## What is asked
Make an exact copy of the lines, leaving the pictures out.
---
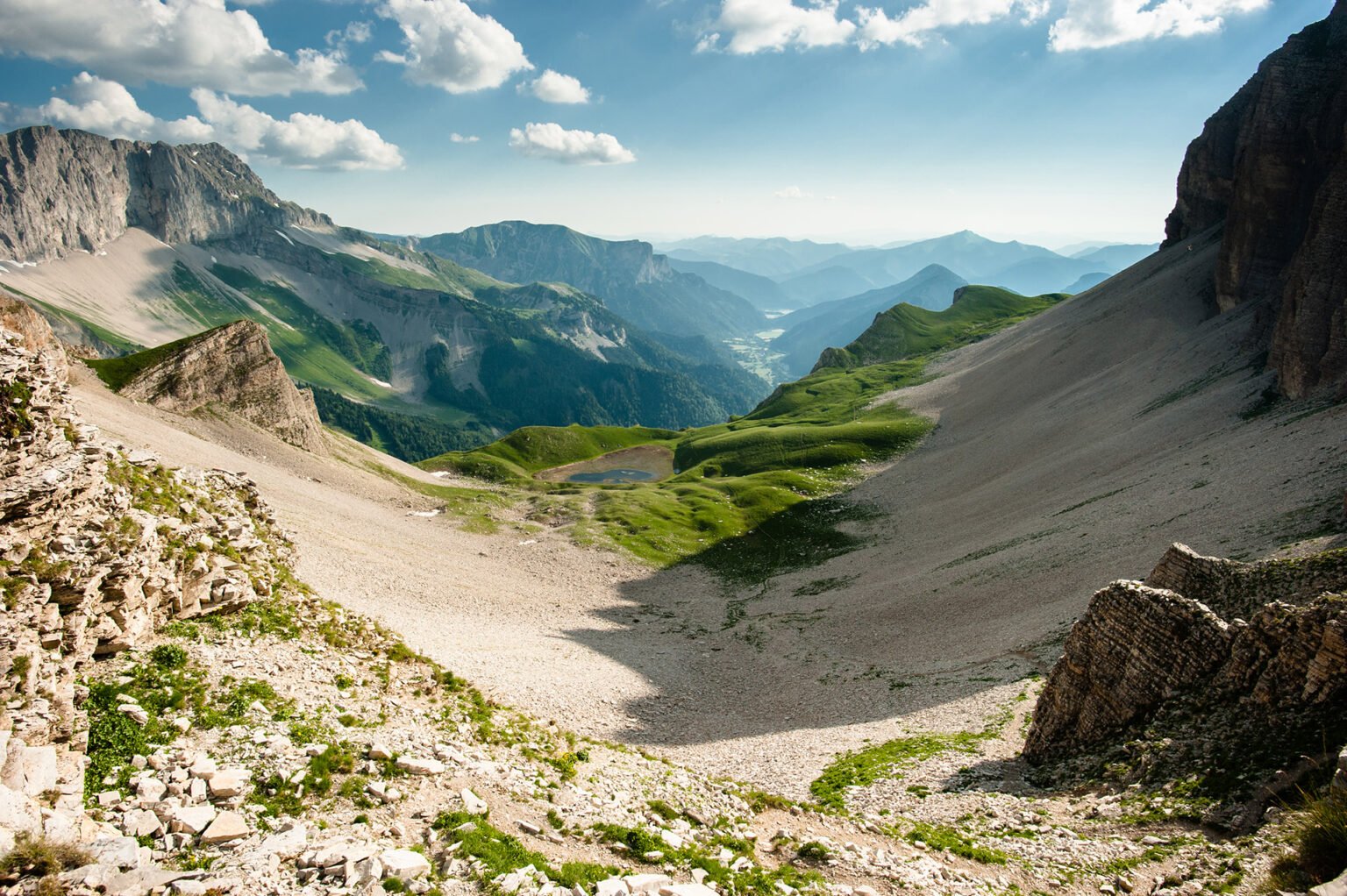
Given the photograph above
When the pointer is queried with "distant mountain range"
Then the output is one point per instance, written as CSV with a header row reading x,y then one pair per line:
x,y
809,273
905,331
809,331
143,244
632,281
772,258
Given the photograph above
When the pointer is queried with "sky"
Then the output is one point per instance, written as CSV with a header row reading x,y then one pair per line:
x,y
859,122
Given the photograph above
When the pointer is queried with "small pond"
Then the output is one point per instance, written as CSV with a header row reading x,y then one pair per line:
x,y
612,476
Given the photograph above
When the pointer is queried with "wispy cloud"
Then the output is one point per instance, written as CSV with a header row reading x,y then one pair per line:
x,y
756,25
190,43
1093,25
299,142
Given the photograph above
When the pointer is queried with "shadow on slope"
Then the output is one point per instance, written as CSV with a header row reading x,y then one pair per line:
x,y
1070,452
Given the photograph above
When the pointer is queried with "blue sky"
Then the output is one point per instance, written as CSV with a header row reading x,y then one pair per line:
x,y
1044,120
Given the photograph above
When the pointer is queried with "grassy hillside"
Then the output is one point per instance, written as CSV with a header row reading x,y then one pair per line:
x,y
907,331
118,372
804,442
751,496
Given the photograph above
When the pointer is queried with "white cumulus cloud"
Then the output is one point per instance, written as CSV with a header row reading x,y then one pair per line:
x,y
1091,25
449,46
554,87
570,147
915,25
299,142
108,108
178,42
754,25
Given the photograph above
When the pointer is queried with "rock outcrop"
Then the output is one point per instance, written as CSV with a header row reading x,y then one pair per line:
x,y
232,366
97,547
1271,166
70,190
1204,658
---
## The result
Given the photograph above
When the pointer is queried with "distant mountain range"
Then the output is one point per instance, written as CSV with a header row reading x,y then one pair per line:
x,y
809,273
905,331
809,331
143,244
632,281
772,258
Given the photograph above
When the pointer is queried with "sky"
Then the output is one point per instance, written as CSV with a header row reading x,y then one pair per line:
x,y
859,122
Given the photograph above
When the pointer is queried with "small pond"
Then the output is one point per instance, written as CSV with a header row reading x,y then one pair per line:
x,y
612,476
Given the photograph above
When the pointer is queried with "wispy cloud"
Then the output is one point per instance, written as CSV with a header row reading x,y then one pair per line:
x,y
756,25
190,43
1093,25
299,142
Given the photograph above
When the pointer is queried with "shadow on slope"
Then the output is one point per instance, written as CSV with a header row reading x,y then one pair per line:
x,y
1070,452
Given the photograph above
When the pointer is queried with "blue sky"
Then the output is one point per instance, written as CSV with a header row reading x,y then one pair per line:
x,y
1044,120
Given the photograph above
When the pointer is queried with "grassy hillside"
Then the output is one point per instance, written as CSV with a header row reading x,y then one pair per line:
x,y
907,331
118,372
804,442
751,496
Given the photograph above
When the pointer is queried with "white cumulus cloud"
Then the output is one point per instance, written as CSV with a header row reading x,y then one pair per line:
x,y
1091,25
449,46
554,87
570,147
915,25
299,142
108,108
178,42
754,25
Given the photograph above
When the pointer is queried with "rock outcrop"
Then the output is one point per instance, written as CSV with a header row reading x,y then one pair per line:
x,y
232,366
97,547
1271,166
70,190
1204,658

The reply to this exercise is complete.